━━━━━ EXERCISE INPUTS ━━━━━
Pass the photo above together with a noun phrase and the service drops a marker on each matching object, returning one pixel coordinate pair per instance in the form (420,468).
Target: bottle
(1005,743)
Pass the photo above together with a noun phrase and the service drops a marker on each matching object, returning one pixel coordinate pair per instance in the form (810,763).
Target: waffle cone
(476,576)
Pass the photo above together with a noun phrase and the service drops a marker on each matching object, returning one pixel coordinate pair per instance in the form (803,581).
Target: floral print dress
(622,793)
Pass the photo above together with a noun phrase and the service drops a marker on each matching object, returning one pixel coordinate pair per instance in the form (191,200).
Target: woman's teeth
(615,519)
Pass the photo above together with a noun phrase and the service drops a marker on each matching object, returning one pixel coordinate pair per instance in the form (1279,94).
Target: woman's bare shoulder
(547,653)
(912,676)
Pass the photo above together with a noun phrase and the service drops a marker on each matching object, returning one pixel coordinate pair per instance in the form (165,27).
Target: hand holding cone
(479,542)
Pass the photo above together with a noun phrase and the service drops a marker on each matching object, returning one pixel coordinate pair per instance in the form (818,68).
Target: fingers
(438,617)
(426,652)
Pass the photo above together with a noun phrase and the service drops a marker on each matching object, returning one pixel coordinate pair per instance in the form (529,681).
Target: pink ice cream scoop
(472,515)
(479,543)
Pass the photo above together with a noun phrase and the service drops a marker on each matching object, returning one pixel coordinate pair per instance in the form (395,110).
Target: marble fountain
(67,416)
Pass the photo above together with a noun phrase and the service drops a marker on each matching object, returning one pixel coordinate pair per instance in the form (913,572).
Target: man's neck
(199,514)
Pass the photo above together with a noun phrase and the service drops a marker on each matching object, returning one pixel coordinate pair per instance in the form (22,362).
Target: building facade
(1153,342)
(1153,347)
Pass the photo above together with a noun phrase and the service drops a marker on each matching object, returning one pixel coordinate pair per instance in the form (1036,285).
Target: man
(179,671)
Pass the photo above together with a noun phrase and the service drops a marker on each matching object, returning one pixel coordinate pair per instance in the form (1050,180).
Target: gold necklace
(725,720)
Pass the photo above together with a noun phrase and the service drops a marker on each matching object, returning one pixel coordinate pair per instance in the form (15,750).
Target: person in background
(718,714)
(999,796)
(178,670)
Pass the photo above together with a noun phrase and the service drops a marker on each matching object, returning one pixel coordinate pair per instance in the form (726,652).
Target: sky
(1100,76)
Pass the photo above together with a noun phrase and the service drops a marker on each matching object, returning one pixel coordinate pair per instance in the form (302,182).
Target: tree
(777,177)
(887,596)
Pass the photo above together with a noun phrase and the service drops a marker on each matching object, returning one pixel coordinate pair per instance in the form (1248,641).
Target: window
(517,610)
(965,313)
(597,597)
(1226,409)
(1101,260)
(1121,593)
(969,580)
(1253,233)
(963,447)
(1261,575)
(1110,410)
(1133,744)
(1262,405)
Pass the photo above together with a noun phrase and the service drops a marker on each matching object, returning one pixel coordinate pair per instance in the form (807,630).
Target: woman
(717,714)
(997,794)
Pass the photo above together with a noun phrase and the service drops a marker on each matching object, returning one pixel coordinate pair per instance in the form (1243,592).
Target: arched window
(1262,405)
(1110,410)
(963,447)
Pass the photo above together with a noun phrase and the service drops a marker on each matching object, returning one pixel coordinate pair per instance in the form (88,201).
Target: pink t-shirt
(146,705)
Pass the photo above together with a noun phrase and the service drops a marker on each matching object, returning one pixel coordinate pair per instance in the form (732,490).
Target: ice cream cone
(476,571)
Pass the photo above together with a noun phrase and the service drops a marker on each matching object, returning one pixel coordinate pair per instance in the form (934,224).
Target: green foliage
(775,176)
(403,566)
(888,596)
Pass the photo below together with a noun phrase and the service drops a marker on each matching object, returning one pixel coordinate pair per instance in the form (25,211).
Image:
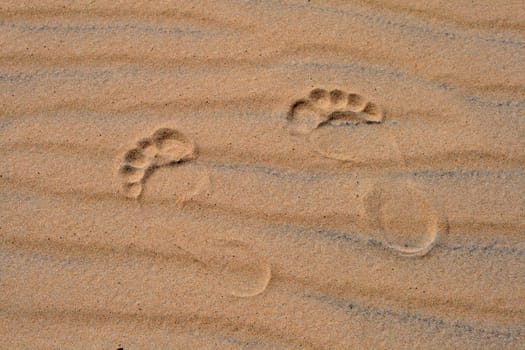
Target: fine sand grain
(262,174)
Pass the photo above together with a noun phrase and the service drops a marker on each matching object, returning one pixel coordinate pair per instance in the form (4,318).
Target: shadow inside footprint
(164,147)
(236,268)
(335,108)
(403,217)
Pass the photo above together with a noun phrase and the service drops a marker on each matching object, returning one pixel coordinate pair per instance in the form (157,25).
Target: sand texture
(262,174)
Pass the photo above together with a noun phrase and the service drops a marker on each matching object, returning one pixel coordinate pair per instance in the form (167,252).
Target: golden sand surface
(262,174)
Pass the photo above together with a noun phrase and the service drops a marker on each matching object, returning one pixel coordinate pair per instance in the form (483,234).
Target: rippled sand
(262,175)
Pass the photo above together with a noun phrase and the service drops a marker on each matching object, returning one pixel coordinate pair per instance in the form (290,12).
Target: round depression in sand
(404,217)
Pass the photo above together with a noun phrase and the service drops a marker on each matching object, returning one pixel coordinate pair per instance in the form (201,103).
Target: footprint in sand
(165,147)
(335,107)
(402,216)
(349,128)
(234,267)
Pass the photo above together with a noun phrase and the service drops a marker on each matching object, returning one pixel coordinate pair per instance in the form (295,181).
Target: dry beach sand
(262,174)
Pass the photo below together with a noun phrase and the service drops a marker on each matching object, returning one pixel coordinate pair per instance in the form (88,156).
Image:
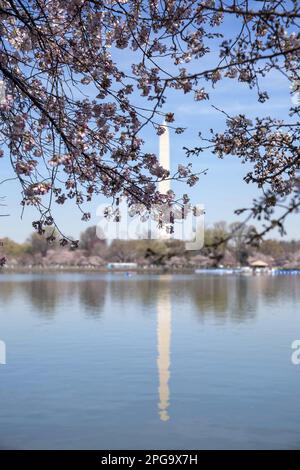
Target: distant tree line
(225,245)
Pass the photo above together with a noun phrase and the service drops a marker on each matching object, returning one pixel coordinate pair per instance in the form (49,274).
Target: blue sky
(221,191)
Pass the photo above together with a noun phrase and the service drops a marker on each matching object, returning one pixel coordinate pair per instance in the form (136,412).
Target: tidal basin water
(105,361)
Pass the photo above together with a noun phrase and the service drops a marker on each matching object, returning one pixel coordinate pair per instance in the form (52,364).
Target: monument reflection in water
(164,309)
(164,321)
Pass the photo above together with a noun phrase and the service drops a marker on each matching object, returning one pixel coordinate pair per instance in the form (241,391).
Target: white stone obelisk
(164,158)
(164,307)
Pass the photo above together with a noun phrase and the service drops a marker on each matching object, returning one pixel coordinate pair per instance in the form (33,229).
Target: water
(173,362)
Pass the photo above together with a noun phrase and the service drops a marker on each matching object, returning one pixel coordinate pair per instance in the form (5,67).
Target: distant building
(260,266)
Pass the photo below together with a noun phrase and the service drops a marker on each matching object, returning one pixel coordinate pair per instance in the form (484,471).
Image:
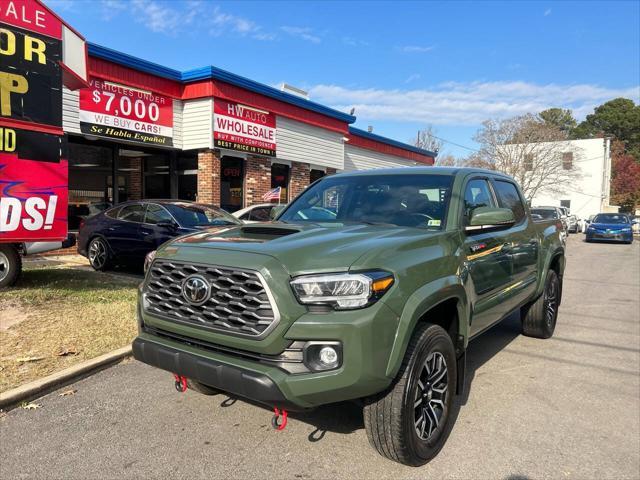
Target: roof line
(212,72)
(389,141)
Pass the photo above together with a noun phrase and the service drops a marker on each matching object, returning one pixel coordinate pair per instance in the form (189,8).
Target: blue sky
(402,65)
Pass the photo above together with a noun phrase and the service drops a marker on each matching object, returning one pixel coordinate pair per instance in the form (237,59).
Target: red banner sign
(243,128)
(127,113)
(33,199)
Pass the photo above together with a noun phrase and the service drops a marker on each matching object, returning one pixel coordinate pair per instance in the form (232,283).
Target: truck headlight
(342,291)
(148,260)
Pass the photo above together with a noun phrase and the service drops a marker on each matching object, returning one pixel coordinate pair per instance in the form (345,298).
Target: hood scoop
(271,230)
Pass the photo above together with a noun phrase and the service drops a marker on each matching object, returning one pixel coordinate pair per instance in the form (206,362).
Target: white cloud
(416,48)
(413,77)
(304,33)
(354,42)
(455,103)
(234,23)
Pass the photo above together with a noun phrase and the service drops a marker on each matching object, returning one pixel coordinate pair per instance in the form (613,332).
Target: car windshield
(191,215)
(611,218)
(408,200)
(545,213)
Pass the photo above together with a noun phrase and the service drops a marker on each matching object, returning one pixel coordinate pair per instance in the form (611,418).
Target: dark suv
(130,230)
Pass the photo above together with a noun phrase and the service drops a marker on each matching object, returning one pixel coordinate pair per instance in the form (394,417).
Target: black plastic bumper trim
(234,380)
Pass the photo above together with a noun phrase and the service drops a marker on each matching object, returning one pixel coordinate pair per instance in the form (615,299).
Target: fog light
(328,356)
(322,355)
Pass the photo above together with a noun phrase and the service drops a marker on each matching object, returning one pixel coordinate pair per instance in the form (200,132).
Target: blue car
(127,232)
(612,227)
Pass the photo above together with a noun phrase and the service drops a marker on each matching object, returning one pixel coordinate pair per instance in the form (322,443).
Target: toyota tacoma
(368,286)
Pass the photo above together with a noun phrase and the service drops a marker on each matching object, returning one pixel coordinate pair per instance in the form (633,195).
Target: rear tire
(10,265)
(539,318)
(410,422)
(98,254)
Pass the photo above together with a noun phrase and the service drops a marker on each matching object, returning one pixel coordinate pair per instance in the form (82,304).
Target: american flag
(273,194)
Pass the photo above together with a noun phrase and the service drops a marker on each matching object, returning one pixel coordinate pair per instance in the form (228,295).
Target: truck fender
(549,259)
(420,302)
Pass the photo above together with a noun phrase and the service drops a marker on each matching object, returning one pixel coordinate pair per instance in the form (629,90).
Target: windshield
(408,200)
(545,213)
(611,218)
(191,215)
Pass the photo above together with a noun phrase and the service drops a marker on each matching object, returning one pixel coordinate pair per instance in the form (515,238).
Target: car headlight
(148,259)
(342,291)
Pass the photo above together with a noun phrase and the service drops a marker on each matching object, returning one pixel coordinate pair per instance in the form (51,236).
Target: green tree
(619,118)
(560,118)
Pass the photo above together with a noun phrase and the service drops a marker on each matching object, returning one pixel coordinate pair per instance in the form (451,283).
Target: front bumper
(214,373)
(366,336)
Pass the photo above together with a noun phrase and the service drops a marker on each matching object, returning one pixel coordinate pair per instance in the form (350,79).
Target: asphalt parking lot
(568,407)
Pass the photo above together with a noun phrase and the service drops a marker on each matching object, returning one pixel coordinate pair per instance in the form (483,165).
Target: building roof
(389,141)
(214,73)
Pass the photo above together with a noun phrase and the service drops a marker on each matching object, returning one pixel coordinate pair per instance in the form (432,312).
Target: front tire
(10,265)
(410,422)
(539,318)
(98,254)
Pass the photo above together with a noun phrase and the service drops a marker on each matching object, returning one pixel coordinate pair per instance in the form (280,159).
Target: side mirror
(485,218)
(275,211)
(168,224)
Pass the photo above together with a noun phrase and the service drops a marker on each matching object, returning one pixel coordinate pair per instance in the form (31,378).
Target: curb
(42,386)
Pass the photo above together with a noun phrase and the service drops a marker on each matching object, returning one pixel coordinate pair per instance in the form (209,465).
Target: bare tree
(427,140)
(533,152)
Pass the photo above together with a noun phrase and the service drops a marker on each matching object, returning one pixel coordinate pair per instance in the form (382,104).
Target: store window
(280,178)
(231,183)
(187,172)
(157,179)
(316,175)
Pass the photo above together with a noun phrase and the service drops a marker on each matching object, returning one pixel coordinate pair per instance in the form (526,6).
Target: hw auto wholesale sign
(33,178)
(243,128)
(118,111)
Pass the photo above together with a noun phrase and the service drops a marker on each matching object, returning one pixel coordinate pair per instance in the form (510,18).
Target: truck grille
(238,302)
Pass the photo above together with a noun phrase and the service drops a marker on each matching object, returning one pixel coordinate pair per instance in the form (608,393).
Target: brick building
(142,130)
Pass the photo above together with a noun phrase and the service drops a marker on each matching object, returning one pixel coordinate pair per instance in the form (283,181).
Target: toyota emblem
(196,289)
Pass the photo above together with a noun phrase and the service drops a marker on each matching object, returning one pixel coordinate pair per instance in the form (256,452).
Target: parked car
(574,224)
(127,232)
(613,227)
(256,213)
(369,285)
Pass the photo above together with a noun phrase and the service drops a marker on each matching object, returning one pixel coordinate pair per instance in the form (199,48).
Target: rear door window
(508,197)
(477,194)
(260,214)
(132,213)
(156,214)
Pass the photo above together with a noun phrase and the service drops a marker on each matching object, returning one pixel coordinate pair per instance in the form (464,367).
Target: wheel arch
(442,302)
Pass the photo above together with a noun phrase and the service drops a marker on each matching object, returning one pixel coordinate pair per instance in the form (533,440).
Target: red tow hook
(181,382)
(276,416)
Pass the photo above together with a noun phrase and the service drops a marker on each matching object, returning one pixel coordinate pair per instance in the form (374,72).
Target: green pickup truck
(368,286)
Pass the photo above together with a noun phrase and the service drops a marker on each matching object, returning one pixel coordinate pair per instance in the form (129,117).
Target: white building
(589,193)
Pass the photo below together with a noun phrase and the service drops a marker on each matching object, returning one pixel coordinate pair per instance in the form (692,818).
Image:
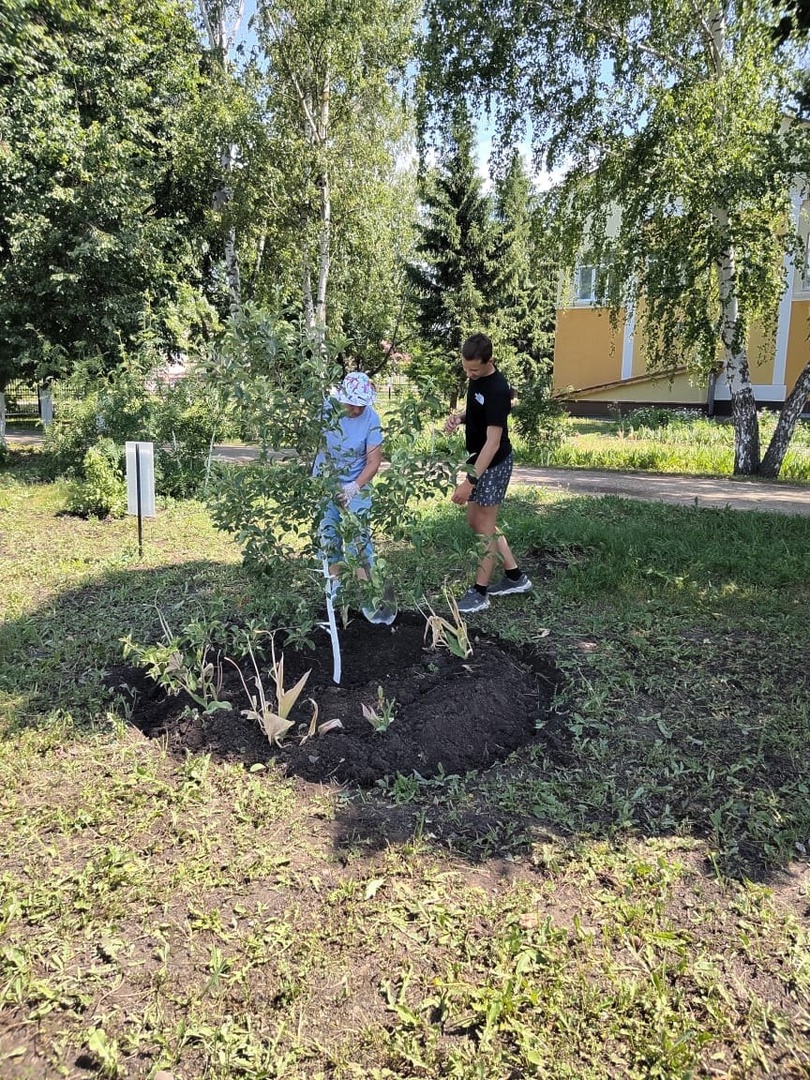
━━━━━
TO DO:
Using the listing above, show each line with the word "below" in it.

EXERCISE RESULT:
Pass the photo below together with a noun phrase and the service drops a marker on each matching object, returning one pixel coordinate pair per instance in the form (25,211).
Pass the photo below together with a noun phrase and the service drops a marker on each matching object, returning one pixel coordinate pair per instance in the form (88,156).
Pass the photo below together with a noun phrase and the service drops a marker on each matching object, returning one pixel coordinate pair per instance in the form (484,471).
Pass the photo below together with a noun phrase and the service drops a marker on each matching object, returning one pixel coordinate pair per instance in the form (692,818).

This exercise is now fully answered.